*Written task*:
Copy the material below word for word, keeping every line in its original order.

(Point-based annotation data)
>>>
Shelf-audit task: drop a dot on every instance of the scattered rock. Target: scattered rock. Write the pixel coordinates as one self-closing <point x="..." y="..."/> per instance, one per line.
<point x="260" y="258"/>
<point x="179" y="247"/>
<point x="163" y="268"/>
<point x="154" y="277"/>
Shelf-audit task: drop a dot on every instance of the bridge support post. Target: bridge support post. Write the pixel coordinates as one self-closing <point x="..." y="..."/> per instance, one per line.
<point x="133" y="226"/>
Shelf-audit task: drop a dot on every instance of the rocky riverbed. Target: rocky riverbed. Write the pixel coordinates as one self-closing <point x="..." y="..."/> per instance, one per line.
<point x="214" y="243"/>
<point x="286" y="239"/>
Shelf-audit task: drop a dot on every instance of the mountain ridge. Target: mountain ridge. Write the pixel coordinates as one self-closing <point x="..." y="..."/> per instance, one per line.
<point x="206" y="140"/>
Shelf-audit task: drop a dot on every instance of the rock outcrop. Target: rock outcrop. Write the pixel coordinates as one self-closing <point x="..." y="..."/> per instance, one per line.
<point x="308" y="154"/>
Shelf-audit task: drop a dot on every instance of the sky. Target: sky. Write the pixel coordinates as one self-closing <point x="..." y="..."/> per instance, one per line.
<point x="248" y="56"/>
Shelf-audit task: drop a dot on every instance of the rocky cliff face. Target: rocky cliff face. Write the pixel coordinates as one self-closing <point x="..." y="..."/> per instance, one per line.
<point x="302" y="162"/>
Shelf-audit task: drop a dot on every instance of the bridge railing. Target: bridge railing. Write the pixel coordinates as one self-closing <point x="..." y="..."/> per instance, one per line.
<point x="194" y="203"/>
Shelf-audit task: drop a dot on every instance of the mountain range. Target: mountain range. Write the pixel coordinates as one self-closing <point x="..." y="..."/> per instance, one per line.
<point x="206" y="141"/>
<<<
*Result for this task*:
Shelf-audit task: drop a dot on every instance of the scattered rock. Target: scattered rock. Write the pixel coordinates as one self-closing <point x="..." y="..."/> per instance, one per line.
<point x="260" y="258"/>
<point x="179" y="247"/>
<point x="163" y="268"/>
<point x="154" y="277"/>
Shelf-audit task: drop a dot on every instance of the bridge support post. Target: bridge support post. Write the pixel coordinates as one self-closing <point x="..." y="..."/> per instance, one per line.
<point x="133" y="226"/>
Shelf-audit task: drop a dot on every instance of the rocky riverbed. Target: rocky riverbed. Write the pixel coordinates as one self-closing <point x="..." y="..."/> per instance, one per line.
<point x="214" y="243"/>
<point x="286" y="239"/>
Shelf-audit task: drop a dot on every instance of the mountain ridge. Target: mountain ridge. Write the pixel coordinates as one self-closing <point x="..." y="..."/> per instance, one per line.
<point x="206" y="140"/>
Shelf-audit task: drop a dot on every instance of the rock outcrop. Target: rock outcrop. Write the pixel coordinates as one self-closing <point x="..." y="..."/> per instance, one per line.
<point x="308" y="154"/>
Shelf-audit task: drop a dot on every instance of the sky. Target: sky. Write the pixel coordinates as one self-closing <point x="..." y="..."/> per instance, one per line.
<point x="248" y="56"/>
Shelf-audit task: drop a dot on every instance of the rocky cliff face. Target: rocky cliff face. Write the pixel coordinates as one self-closing <point x="..." y="..."/> per instance, one per line.
<point x="302" y="162"/>
Shelf-audit task: drop a dot on every instance of the bridge railing. Target: bridge railing. Write the pixel coordinates as one self-closing <point x="..." y="..."/> per instance, one per line.
<point x="194" y="203"/>
Shelf-audit task: drop a dot on every instance of the mountain range. Target: mountain range. Write the pixel coordinates as one self-closing <point x="..." y="..."/> per instance, one per line.
<point x="206" y="141"/>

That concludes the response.